**TO DO:**
**1)** Present the entries, from the line with "Where can the rewe" up to and including the last line of the entries, as a Markdown table with the columns Row and Line. Leave out blank lines.
**2)** Take the article on huge pages for code further, picking up where it stops.

**SUPPLIED TEXT:**
════════════════

Denis Bakhvalov

Performance Benefits of Using Huge Pages for Code.

Categories: tools ; performance analysis

01 Sep 2022

Contents:


Subscribe to my newsletter, support me on Patreon or by PayPal donation.


Many people know about performance benefits of using Huge Pages for data, but not many of them know that Huge Pages can be used for code as well. In this article, I show how to speed up source code compilation for the clang compiler by 5% if you allocate its code section on Huge Pages. If it seems small to you to justify the effort, I can say that all major cloud service providers care about every 1% they could optimize since it translates into immense cost savings. And hey, why leave performance on the table?

But before we jump into the topic, I feel that I need to give a brief recap for readers to refresh their knowledge about Memory Pages. Feel free to skip this introduction if you are familiar with all of this or just skim through it if it’s too boring for you. I’ll try to make it brief, I promise.

Recap on Memory Pages

Virtual Addresses. Applications operate on virtual addresses, which serve 2 purposes: 1) protection and 2) effective physical memory management. Memory is split into pages, the default page size on x86 is 4KB, and on ARM it’s 16KB. So, every address can be split into the address of the page + the offset on that page. In the case of a 4KB page, this will be 52 rightmost bits for page address and 12 leftmost bits for offset within that page. You only need to translate the page address (first 52 bits) since the page offset doesn’t change.

Translations. Since user-space applications don’t know the physical addresses, HW needs to translate virtual to physical addresses to access the data in memory. The kernel maintains a page table, which holds address mappings from virtual pages into physical pages. Without HW support for such translations, every time you need to do a load or store, you would 1) interrupt the process, 2) kernel handles that interrupt, and 3) interrupt service routine “walks” the page table and retrieves the translation. At that point, we are looking at 10000+ cycles, which would be unbearable, of course.

TLBs. The good thing is that changes to that table are relatively not frequent, so it’s a good idea to cache some of the most frequent ones in HW. Such a cache exists in probably every modern CPU and is called TLB (Translation Lookaside Buffer), which keeps the most recent translations. There is a hierarchy of L1 ITLB (Instructions), L1 DTLB (Data), followed by L2 STLB (Shared - instructions and data). On modern laptop processors, L1 can hold up to a few hundred recent translations1, and L2 can hold a few thousand. Now, with the default page size on x86 of 4KB, every such entry in the TLB is a mapping for a 4KB page. Given that, L1 TLB can cover up to 1MB of memory, and L2 cover up to 10 MB.

════════════════

**DATA:**
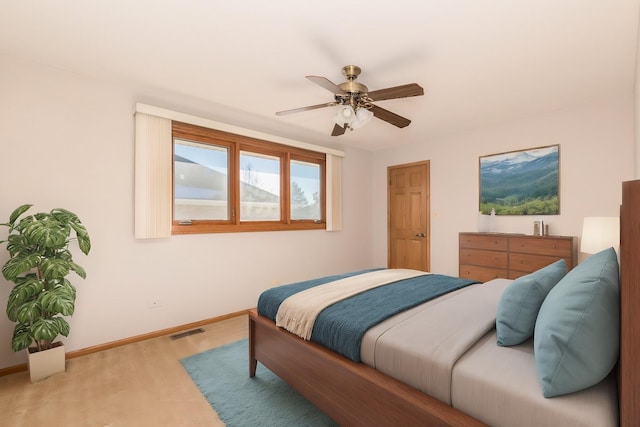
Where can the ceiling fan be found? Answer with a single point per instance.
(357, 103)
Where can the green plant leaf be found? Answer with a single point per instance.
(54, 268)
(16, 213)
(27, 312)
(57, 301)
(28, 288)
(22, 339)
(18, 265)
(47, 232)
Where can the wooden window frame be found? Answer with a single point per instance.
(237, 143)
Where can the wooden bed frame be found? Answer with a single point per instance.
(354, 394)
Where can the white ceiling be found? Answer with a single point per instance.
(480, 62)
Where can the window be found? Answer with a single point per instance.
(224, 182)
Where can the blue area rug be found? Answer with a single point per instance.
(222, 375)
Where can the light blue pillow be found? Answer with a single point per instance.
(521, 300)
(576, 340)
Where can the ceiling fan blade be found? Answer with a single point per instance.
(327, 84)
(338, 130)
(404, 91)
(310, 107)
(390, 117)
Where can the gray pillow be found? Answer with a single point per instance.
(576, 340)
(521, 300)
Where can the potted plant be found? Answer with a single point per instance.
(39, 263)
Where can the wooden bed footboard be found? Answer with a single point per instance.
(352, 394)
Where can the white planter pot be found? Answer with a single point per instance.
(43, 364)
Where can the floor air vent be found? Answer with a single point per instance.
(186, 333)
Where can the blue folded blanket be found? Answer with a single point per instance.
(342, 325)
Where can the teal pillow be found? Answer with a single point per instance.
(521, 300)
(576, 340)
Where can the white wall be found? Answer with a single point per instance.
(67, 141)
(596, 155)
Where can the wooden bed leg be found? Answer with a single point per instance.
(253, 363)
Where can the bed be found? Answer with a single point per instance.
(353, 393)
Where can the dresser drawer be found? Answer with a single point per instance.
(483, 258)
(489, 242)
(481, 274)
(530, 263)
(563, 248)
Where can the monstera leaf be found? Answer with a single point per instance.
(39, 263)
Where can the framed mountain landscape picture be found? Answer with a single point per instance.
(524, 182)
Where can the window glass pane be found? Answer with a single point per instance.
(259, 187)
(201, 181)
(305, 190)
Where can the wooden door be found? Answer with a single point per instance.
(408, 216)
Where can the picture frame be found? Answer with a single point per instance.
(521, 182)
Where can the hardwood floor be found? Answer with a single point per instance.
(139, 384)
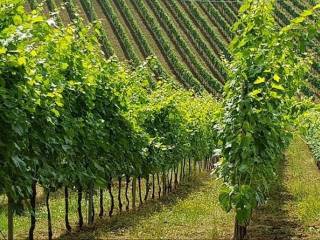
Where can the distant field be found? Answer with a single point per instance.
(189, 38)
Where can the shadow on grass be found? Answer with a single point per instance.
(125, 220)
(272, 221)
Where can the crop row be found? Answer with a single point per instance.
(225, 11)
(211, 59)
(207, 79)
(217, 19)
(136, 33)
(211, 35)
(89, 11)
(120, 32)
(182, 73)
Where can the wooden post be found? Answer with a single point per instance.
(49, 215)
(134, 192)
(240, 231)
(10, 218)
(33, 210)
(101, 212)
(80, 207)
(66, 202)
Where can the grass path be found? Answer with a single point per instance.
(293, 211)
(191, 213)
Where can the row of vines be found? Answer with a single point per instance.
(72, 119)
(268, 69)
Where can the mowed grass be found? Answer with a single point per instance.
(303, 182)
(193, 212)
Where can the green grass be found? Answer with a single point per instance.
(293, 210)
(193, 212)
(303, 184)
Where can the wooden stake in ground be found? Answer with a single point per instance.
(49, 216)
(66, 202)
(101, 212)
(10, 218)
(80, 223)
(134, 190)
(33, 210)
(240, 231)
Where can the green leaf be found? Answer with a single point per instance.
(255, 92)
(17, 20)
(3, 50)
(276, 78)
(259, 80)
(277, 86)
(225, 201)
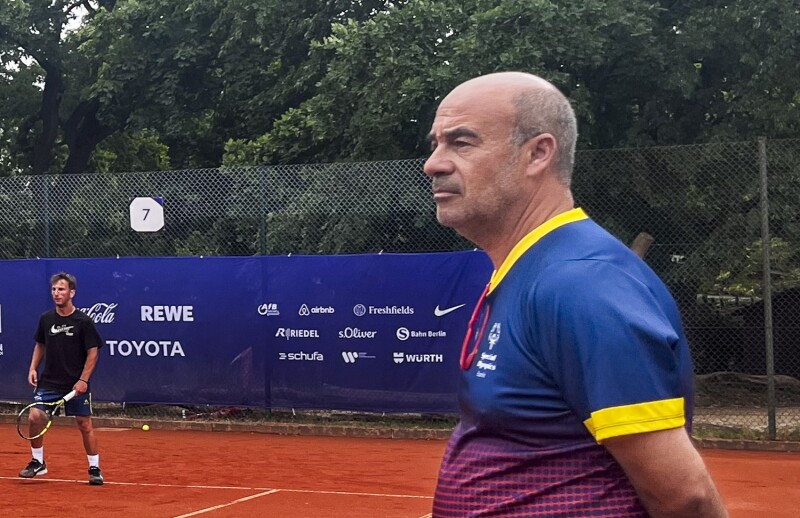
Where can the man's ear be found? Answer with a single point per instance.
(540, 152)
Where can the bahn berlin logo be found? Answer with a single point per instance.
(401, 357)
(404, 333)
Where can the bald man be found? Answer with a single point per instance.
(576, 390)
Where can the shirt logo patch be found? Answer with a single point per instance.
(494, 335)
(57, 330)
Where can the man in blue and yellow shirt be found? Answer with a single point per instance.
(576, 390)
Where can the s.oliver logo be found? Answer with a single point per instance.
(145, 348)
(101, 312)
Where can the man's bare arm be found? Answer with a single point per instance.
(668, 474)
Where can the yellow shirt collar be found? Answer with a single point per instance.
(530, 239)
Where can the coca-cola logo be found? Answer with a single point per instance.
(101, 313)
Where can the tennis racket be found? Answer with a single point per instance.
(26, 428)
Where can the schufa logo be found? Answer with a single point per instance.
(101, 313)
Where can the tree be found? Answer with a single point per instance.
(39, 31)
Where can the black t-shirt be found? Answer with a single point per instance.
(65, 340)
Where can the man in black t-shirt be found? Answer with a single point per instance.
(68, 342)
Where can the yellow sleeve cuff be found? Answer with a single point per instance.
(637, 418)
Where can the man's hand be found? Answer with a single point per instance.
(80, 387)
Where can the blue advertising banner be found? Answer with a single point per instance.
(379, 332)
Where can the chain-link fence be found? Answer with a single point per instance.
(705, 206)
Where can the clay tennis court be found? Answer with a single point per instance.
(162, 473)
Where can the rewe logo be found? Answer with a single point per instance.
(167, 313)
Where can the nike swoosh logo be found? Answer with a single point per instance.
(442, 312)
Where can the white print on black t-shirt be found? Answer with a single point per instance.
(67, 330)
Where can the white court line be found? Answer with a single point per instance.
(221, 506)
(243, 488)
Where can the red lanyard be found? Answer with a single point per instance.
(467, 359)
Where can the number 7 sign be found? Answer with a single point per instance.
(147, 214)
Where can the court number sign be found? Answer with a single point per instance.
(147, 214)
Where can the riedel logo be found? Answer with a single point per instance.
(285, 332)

════════════════

**SOLVED TASKS:**
**1)**
| Row | Line |
|---|---|
| 1 | Where can the rewe logo be found? Answer with a single point per instance. |
| 2 | (167, 313) |
| 3 | Where can the nike swoosh logo be found? Answer with a single point per instance. |
| 4 | (442, 312) |
| 5 | Where can the white print on black t-shirt be found? Answer with a single point per instance. |
| 6 | (67, 330) |
| 7 | Where can the white court line be found? Answer with a single point per instance. |
| 8 | (221, 506) |
| 9 | (243, 488) |
| 10 | Where can the red lanyard be found? Answer with a single point per instance. |
| 11 | (467, 359) |
| 12 | Where can the number 7 sign be found? Answer with a single point per instance. |
| 13 | (147, 214) |
| 14 | Where can the court number sign be found? Answer with a single point per instance. |
| 15 | (147, 214) |
| 16 | Where can the riedel logo be found? Answer with a single point per instance. |
| 17 | (285, 332) |

**2)**
Page Walks. 10MB of memory space covered by L2 STLB sounds like should be enough for many applications, right? But consider what happens when you miss in TLB. Ok, you don’t have to interrupt the process, that would be terrible for performance. You see, it’s such an important issue, that HW gets your back covered in this case again. The thing is that the format of the page table is dictated by the HW, to which OS’es have to comply. Because HW knows the format of the page table, it can search for translations by itself, without waking up the kernel. This mechanism is called “HW page walker”, which, in the event of TLB cache miss, will do the entire page table traversal internally. I.e. it will issue all the necessary instructions to find the required address translation. It is much faster, but still, a page walk is very expensive.

Huge Pages for data AND code

As I said in the introduction paragraph, people typically use large pages for data. Any algorithm that does random accesses into a large memory region will likely suffer from TLB misses. Examples are plenty: binary search in a big array, large hash tables, histogram-like algorithms, etc. The reason is simple: because the size of a page is relatively small (4KB), there is a high chance that the page you will access next is not in the TLB cache.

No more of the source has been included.